GOAL OF THE EXERCISE — Reproduce the following data word for word, omitting the pictures.

RECORDS TO PROCESS —
• • •
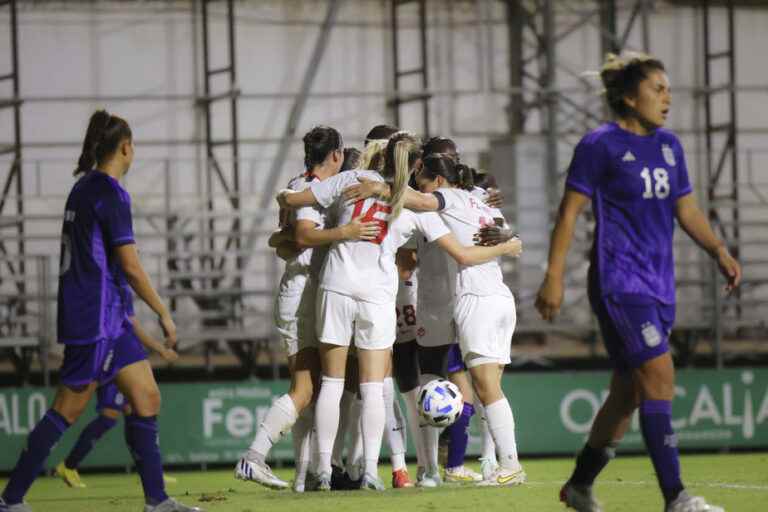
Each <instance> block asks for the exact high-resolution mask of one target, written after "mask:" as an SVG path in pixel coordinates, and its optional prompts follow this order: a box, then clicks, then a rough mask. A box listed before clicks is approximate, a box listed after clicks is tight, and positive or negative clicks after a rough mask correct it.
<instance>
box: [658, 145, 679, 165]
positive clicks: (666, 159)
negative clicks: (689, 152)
• • •
EXERCISE OUTPUT —
Each <instance> block asks for the exact high-resolution mask of one target, written after "mask:" as an SVG path in pixel coordinates, and its optional prompts follow this order: a box, then clicks, then a rough mask. A box listed before clicks is approximate, a box listed after clicks is tight, and positive or negative clicks after a rough mask correct it.
<instance>
box: [658, 145, 679, 165]
positive clicks: (666, 159)
negative clicks: (689, 152)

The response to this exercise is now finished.